■ **What the exercise asks**: Please continue the passage below on the Covid-19 booster shot debate, picking up after its last sentence.

But hours after the Pfizer-BioNTech decision, Biden predicted that booster shots would soon be available “across the board.”
“In the near term, we’re probably going to open this up,” the president said.
Fauci, Walensky and other leaders of the administration’s Covid-19 response have also publicly questioned the FDA and CDC’s decisions to restrict the Pfizer-BioNTech booster to the elderly and younger people at high risk by virtue of their jobs or underlying health status.
The dichotomy between the Biden team’s boosters-for-all philosophy and the targeted use endorsed by the health agencies and their independent advisory panels has frustrated some of the nation’s leading doctors.
Many — including Céline Gounder, an infectious diseases specialist at Bellevue Hospital in New York City who served on the Biden transition’s Covid-19 advisory board, and Megan Ranney, an emergency room doctor and associate dean at the School of Public Health at Brown University — argue that the U.S. should focus on convincing holdouts at home to get their initial shots and on shipping more doses overseas to reduce the risk that new and dangerous virus variants will emerge. Craig Spencer, the director of Global Health in Emergency Medicine at Columbia University Medical Center, has also publicly pushed back against the administration’s thinking on boosters.

■ **Record extracts**:

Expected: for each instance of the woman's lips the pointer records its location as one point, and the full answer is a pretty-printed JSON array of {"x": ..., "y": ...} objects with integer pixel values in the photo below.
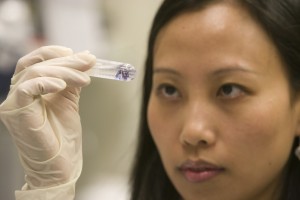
[{"x": 199, "y": 171}]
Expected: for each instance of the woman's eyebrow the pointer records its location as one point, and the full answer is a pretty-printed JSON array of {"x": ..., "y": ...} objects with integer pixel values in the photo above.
[
  {"x": 166, "y": 70},
  {"x": 233, "y": 69}
]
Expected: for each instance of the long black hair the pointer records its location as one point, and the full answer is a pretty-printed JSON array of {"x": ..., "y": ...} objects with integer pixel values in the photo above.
[{"x": 281, "y": 21}]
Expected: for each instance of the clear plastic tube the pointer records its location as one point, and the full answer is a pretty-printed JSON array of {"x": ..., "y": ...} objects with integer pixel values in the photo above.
[{"x": 112, "y": 70}]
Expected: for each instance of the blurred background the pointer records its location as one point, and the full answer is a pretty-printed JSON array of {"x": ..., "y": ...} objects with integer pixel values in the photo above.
[{"x": 110, "y": 29}]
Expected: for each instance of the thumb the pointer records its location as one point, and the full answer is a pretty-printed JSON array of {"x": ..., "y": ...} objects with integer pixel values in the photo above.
[{"x": 30, "y": 89}]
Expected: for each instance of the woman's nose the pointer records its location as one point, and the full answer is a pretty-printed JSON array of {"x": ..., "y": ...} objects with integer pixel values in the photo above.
[{"x": 198, "y": 128}]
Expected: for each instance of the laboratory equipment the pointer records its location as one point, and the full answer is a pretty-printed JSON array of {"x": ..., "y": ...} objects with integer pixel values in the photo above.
[{"x": 112, "y": 70}]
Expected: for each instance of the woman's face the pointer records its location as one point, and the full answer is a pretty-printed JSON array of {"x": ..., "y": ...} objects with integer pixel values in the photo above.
[{"x": 220, "y": 109}]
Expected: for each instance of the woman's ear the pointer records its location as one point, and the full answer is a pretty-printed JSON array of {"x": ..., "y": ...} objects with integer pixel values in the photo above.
[{"x": 297, "y": 110}]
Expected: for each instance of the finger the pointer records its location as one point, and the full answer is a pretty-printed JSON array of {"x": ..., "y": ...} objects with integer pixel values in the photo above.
[
  {"x": 80, "y": 61},
  {"x": 42, "y": 54},
  {"x": 65, "y": 68},
  {"x": 29, "y": 90}
]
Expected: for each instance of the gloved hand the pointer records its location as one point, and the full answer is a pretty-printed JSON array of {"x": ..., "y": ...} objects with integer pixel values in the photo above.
[{"x": 41, "y": 114}]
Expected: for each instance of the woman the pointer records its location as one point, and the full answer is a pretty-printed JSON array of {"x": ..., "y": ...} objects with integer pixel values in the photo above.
[{"x": 213, "y": 123}]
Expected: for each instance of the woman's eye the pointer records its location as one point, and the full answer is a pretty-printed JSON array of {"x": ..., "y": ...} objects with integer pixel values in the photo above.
[
  {"x": 230, "y": 91},
  {"x": 168, "y": 91}
]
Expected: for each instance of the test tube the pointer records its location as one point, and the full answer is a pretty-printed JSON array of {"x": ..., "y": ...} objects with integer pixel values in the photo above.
[{"x": 112, "y": 70}]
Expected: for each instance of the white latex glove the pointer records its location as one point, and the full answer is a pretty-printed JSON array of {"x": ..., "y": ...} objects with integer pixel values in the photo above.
[{"x": 41, "y": 114}]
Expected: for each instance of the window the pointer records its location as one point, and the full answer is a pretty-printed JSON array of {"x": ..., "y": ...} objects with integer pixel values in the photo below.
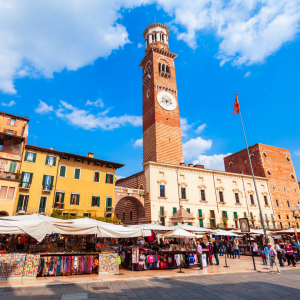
[
  {"x": 26, "y": 180},
  {"x": 202, "y": 195},
  {"x": 252, "y": 199},
  {"x": 22, "y": 203},
  {"x": 50, "y": 161},
  {"x": 237, "y": 199},
  {"x": 77, "y": 172},
  {"x": 97, "y": 176},
  {"x": 42, "y": 206},
  {"x": 63, "y": 171},
  {"x": 174, "y": 210},
  {"x": 96, "y": 200},
  {"x": 109, "y": 178},
  {"x": 108, "y": 207},
  {"x": 162, "y": 191},
  {"x": 74, "y": 199},
  {"x": 59, "y": 200},
  {"x": 221, "y": 196},
  {"x": 48, "y": 182},
  {"x": 30, "y": 157}
]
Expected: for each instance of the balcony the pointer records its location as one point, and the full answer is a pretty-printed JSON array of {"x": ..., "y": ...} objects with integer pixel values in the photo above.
[
  {"x": 59, "y": 205},
  {"x": 201, "y": 216},
  {"x": 25, "y": 185},
  {"x": 162, "y": 214},
  {"x": 47, "y": 188}
]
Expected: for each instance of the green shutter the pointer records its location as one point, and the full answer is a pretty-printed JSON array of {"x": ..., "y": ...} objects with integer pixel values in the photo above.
[{"x": 30, "y": 178}]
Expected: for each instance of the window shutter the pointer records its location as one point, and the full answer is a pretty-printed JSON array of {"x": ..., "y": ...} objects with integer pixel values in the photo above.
[{"x": 30, "y": 178}]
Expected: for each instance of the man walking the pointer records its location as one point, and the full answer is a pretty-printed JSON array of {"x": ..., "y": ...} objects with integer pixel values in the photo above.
[
  {"x": 273, "y": 258},
  {"x": 199, "y": 255}
]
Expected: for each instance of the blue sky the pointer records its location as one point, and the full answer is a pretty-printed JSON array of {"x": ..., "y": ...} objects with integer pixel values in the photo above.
[{"x": 74, "y": 72}]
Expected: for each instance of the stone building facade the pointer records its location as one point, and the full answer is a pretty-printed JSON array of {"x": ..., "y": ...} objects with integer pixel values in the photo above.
[{"x": 276, "y": 165}]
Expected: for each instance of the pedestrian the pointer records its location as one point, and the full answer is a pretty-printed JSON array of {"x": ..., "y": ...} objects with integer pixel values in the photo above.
[
  {"x": 236, "y": 248},
  {"x": 263, "y": 256},
  {"x": 273, "y": 258},
  {"x": 289, "y": 254},
  {"x": 280, "y": 252},
  {"x": 216, "y": 252},
  {"x": 199, "y": 255}
]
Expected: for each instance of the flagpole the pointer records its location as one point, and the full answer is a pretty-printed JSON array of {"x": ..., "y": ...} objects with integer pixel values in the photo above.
[{"x": 260, "y": 211}]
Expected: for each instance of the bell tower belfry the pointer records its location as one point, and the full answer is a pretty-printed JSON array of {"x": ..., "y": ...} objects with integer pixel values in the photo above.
[{"x": 161, "y": 120}]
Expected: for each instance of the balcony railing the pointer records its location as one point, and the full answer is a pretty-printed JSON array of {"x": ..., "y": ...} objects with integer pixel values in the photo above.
[
  {"x": 47, "y": 188},
  {"x": 59, "y": 205},
  {"x": 25, "y": 185}
]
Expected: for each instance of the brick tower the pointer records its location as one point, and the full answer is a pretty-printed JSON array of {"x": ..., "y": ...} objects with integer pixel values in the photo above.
[
  {"x": 161, "y": 121},
  {"x": 275, "y": 164}
]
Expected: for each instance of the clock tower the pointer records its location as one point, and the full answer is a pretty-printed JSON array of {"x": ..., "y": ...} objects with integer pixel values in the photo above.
[{"x": 161, "y": 121}]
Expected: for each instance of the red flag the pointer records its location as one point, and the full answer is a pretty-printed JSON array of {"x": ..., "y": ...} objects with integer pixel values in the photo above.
[{"x": 236, "y": 107}]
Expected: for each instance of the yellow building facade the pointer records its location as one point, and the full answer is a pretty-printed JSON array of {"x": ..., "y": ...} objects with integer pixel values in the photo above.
[{"x": 77, "y": 185}]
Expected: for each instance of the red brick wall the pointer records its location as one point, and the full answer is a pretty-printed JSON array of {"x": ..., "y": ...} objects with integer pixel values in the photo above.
[{"x": 282, "y": 187}]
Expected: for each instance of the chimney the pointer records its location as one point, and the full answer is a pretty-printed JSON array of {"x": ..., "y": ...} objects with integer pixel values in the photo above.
[{"x": 199, "y": 166}]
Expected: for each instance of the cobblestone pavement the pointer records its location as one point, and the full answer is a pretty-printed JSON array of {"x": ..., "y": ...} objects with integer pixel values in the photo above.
[{"x": 220, "y": 286}]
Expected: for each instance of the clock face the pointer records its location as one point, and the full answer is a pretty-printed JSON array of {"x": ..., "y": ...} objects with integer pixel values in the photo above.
[{"x": 166, "y": 100}]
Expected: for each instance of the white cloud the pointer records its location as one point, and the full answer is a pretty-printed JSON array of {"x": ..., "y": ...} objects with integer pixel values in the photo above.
[
  {"x": 9, "y": 104},
  {"x": 43, "y": 37},
  {"x": 297, "y": 152},
  {"x": 249, "y": 31},
  {"x": 97, "y": 103},
  {"x": 184, "y": 126},
  {"x": 43, "y": 108},
  {"x": 89, "y": 121},
  {"x": 213, "y": 162},
  {"x": 200, "y": 128},
  {"x": 194, "y": 147},
  {"x": 138, "y": 143}
]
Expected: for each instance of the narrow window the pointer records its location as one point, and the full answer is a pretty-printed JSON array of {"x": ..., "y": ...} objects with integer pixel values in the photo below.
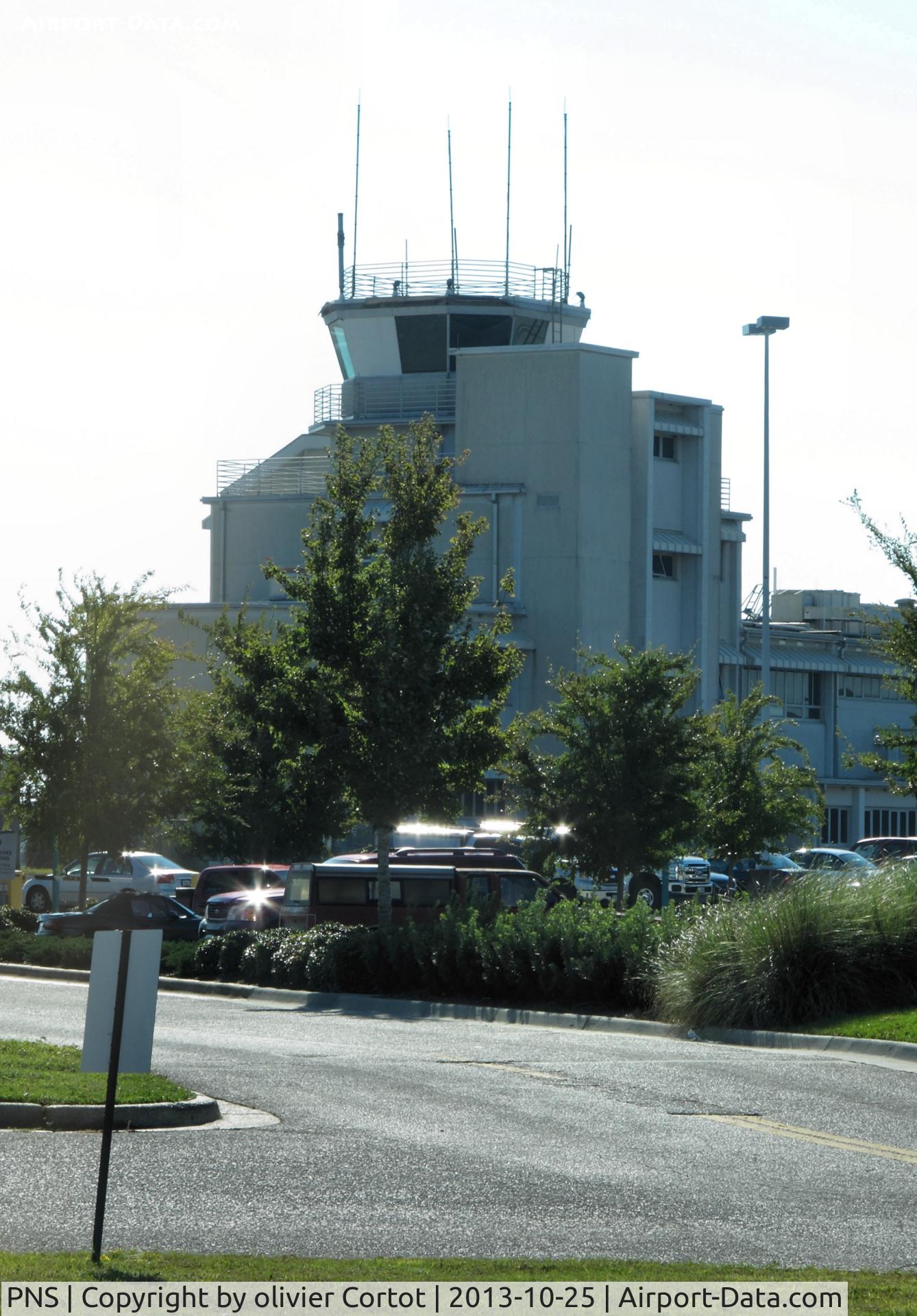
[{"x": 663, "y": 566}]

■ **Output for this task**:
“There is some benefit to reducing transmission with boosters. But that benefit is marginal compared to the benefit of vaccinating people in parts of the country that are not vaccinated, never gotten a dose to begin with,” said Nahid Bhadelia, director of Boston University’s Center for Emerging Infectious Diseases Policy and Research. “Even with the booster, the antibodies may go down again. And as long as there is a pool of people who are not vaccinated in the community, I’m not going to be 100 percent protected.”
Others say that with the pandemic closing in on its third year and no end in sight, the administration must make tough decisions on boosters without full data.
A former Harvard Medical School professor and founder of the university’s cancer and HIV/AIDS research departments, William Haseltine, said those who oppose a broad booster rollout are “pitting their hopes against the unknown.”
“If you don’t have a high level of antibodies and you are relying on [immune cell] memory, it isn’t going to stop you from getting sick. It may prevent you from dying, but it won’t stop transmission,” Haseltine said. “They are guessing about how well memory will protect you. It is something they will come to regret. If you are in a situation like we’re in now, is it better to prepare for the worst or prepare for the best?”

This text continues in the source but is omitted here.